Was Red Bull Honda jetzt von Davide Giugliano hält
Ende Juli durfte sich Davide Giugliano bei Testfahrten auf dem Lausitzring zwei Tage lang auf die Honda einschießen. Nach seinem schweren Sturz im April in Brands Hatch saß er dreieinhalb Monate auf keinem Rennmotorrad, auf die Bestzeit von Weltmeister Jonathan Rea verlor er drei Sekunden.
Bei den Rennen auf dem Lausitzring am vergangenen Wochenende schlug sich Giugliano deutlich besser, der Italiener verpasste aber in beiden Läufen die Punkte. Im ersten Rennen ging der Motor seiner Fireblade kaputt, im zweiten drehte sich der Hinterreifen auf der Felge – er verlor 25 sec auf Bradl und über eine Minute auf Sieger Chaz Davies (Ducati).
Seinen Rückstand auf Teamleader Stefan Bradl konnte der Römer in allen Trainings unter einer Sekunde halte, im dritten freien Training und im Warm-up kam er dem Zahlinger sogar sehr nahe. Wobei sich Bradl im zweiten Training bei einem Sturz starke Prellungen und einen dicken Bluterguss am linken Arm zuzog und auf das erste Rennen sogar verzichten musste. Ab dem dritten Training war 27-Jährige gehandicapt unterwegs – und trotzdem immer schneller als Giugliano.

▶ DATENSATZAUSZUG
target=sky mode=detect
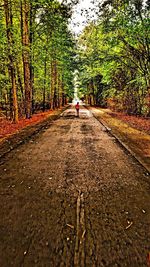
[70,0,96,35]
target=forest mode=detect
[0,0,150,123]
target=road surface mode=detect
[0,107,150,267]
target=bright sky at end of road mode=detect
[70,0,96,35]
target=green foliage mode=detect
[78,0,150,115]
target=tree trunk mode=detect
[21,0,32,119]
[4,0,18,123]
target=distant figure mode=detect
[75,102,79,117]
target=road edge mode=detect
[85,106,150,175]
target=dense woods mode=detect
[0,0,75,122]
[0,0,150,122]
[78,0,150,116]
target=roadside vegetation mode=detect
[78,0,150,117]
[0,0,150,142]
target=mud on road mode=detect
[0,107,150,267]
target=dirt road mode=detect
[0,107,150,267]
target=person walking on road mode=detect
[75,102,79,117]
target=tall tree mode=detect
[4,0,18,123]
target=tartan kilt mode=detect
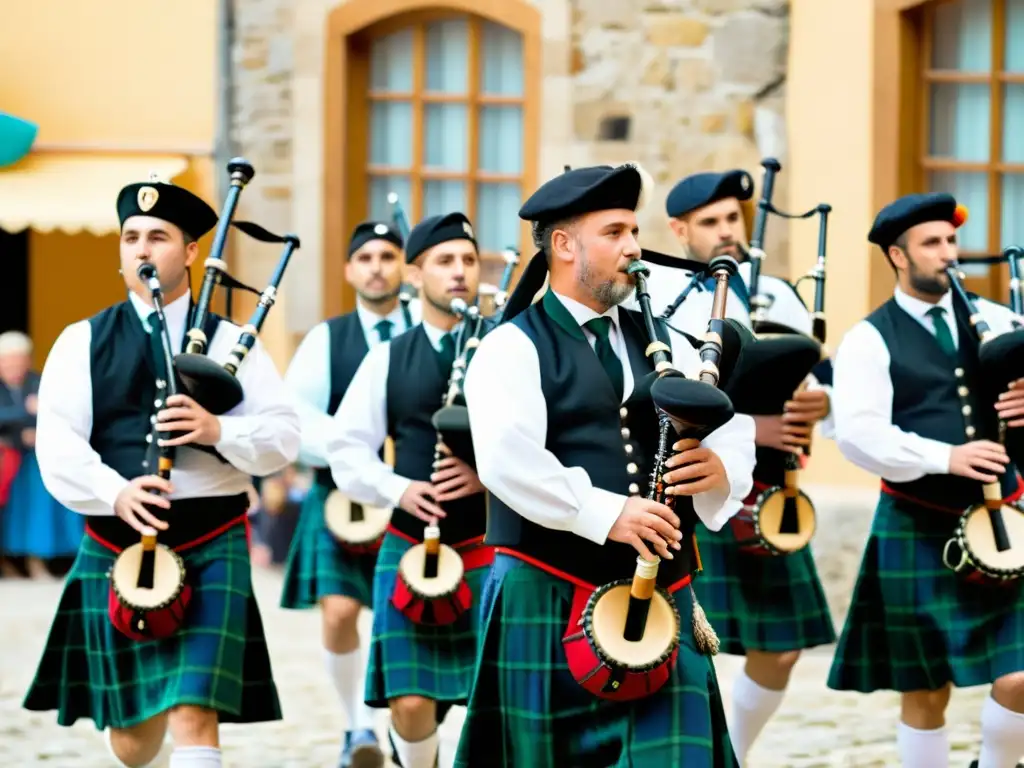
[455,554,737,768]
[693,488,836,656]
[366,530,489,708]
[23,524,282,730]
[828,494,1024,693]
[281,483,377,609]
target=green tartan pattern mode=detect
[455,555,737,768]
[693,512,836,656]
[828,494,1024,693]
[23,525,281,730]
[366,532,489,708]
[281,483,377,608]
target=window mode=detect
[365,15,524,281]
[922,0,1024,296]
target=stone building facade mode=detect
[231,0,788,346]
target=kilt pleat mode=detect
[366,531,489,708]
[828,494,1024,693]
[23,525,281,730]
[281,483,377,609]
[693,523,836,655]
[455,554,737,768]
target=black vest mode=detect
[316,312,370,489]
[867,299,1017,509]
[387,325,487,546]
[89,301,220,480]
[486,291,696,586]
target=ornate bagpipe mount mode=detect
[174,221,301,416]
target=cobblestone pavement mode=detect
[0,505,986,768]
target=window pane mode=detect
[370,29,413,93]
[929,83,990,162]
[1002,83,1024,161]
[999,173,1024,248]
[423,181,466,218]
[427,18,469,93]
[929,171,989,278]
[476,106,522,174]
[370,101,413,168]
[1006,0,1024,72]
[474,183,522,252]
[480,22,523,96]
[367,176,413,222]
[423,104,469,171]
[932,0,992,72]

▶ ZU ERLEDIGEN
• a. Stimmen diese Aussagen mit dem Text über Davide Giugliano überein? Antworte jeweils mit Ja oder Nein und zitiere die entscheidenden Worte des Textes: (i) Bei den Testfahrten lag Giugliano drei Sekunden hinter der Bestzeit von Jonathan Rea. (ii) Im zweiten Rennen auf dem Lausitzring holte Giugliano Punkte. (iii) Bradl trat im ersten Rennen an.
• b. Führe den Text über Davide Giugliano nach seinem letzten Satz fort.
Die Datensätze sind hierfür ohne Bedeutung.

▶ ANTWORTEN DER REIHE NACH
• a.
(i) Ja: „auf die Bestzeit von Weltmeister Jonathan Rea verlor er drei Sekunden“
(ii) Nein: „der Italiener verpasste aber in beiden Läufen die Punkte“
(iii) Nein: „auf das erste Rennen sogar verzichten musste“

• b.
Die Rückstände von Giugliano zu Bradl auf einen Blick:
1. Training: 0,864 sec.
2. Training: 0,327 sec.
3. Training: 0,190 sec
Superpole 1: 0,725 sec.
Warm-up: 0,138 sec.
Schnellste Runde 2. Lauf: 0,576 sec.
SPEEDWEEK.com setzte sich mit Honda-Manager Marco Chini zusammen, um über die Zukunft Giuglianos im Red Bull-Team zu sprechen.
Marco, der Vertrag mit Davide galt nur für die Rennen auf dem Lausitzring?
Genau, für einen Event.
Wie zufrieden bist du mit ihm?
Es ist nicht so einfach, auf ein neues Motorrad zu steigen. Zudem unterscheidet sich die Honda deutlich von seinem vorherigen Bike. Er hatte mit spezifischen Problemen zu kämpfen, welche wir zu lösen versuchten. Wir wollen ihm helfen. Er braucht gewisse Dinge, die er für seinen Fahrstil braucht.
Kannst du das genauer beschreiben?
Kurvenmitte nimmt er das Motorrad sehr hart ran. Für die Motorbremse hat er nach elektronischen Lösungen verlangt, nach denen bislang niemand gefragt hat. Das alles geht auf seinen Fahrstil zurück.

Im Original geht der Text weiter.